- 問題
アパート大家に関する本文の要点を二文で要約してください。

アパート大家とは、アパート一棟を所有し部屋を貸すことで入居者から家賃収入を得る賃貸経営者です。一般的にマンション大家は区分マンションを所有するのに対し、アパート大家は物件1棟を所有します。
アパート大家は、何もしなくても収入が得られる不労所得のイメージが強いですが、実際は建物の清掃や、建物のメンテナンス、家賃の集金など多くの仕事があります。
本記事ではアパート大家について詳しく説明します。
アパート大家の平均年収は521万円!
アパート大家の主な仕事は「物件の管理」と「入居者の管理」
アパートの大家に向いている人とは
アパートの大家には適正があります。以下の人がアパート大家になるには向いています。
- 既に土地を所有している人
- 副業として始めようとしている人
- 金銭的に余裕がある人
- 長い目で経営を続けられる人
アパート経営を土地の購入から考えている人は、アパートの建築費以外に土地の購入費用がかかるため、初期費用が高額になってしまいます。よって、既に土地を持っている人のほうがアパート経営を始めやすく向いている人といえます。
また、アパート経営にはリスクがつきものです。リスクによって、収入が期待できない月もあるため、金銭的に余裕がある人か、アパート経営一本ではなく副業で考えている人が向いています。
さらに、アパート経営などの不動産投資は黒字化するまでに時間を要します。よって、アパート経営は長い目でみる必要があるため、手っ取り早く収入を得たい人よりも、長い目で経営を続けられる人がアパート大家には向いています。
アパート大家の仕事内容
実際にアパートの大家さんはどのような仕事をしているのでしょうか?
この章では、アパート大家の仕事内容について解説します。
アパート大家の仕事は、大きく分けて「建物の管理」といったアパート自体の管理と、集金や入居者への対応といった「入居者の管理」の2種類です。
それぞれ、どんなことを行っているか詳しく見ていきましょう。
建物の管理
「建物の管理」として行っていることは以下の通りです。
清掃
アパート大家の仕事として、最も重要で基本的な内容が日々の清掃です。

- データ
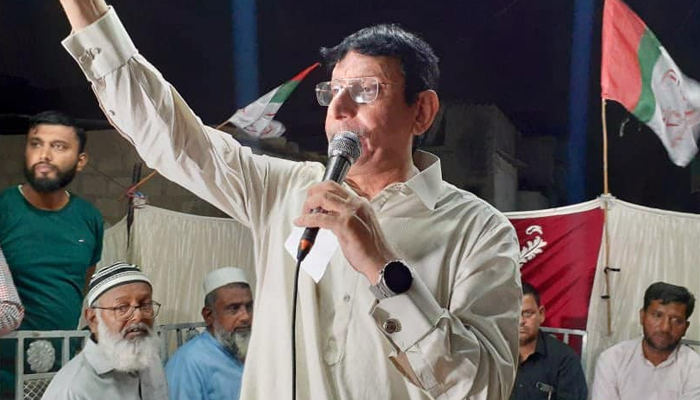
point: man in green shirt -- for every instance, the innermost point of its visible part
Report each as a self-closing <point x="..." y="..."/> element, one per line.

- 解答例
アパート大家とは、アパート一棟を所有して部屋を貸し、入居者から家賃収入を得る賃貸経営者です。その仕事は「建物の管理」と「入居者の管理」の2種類に大きく分けられ、既に土地を所有している人、金銭的に余裕がある人や副業として考えている人、長い目で経営を続けられる人が向いているとされています。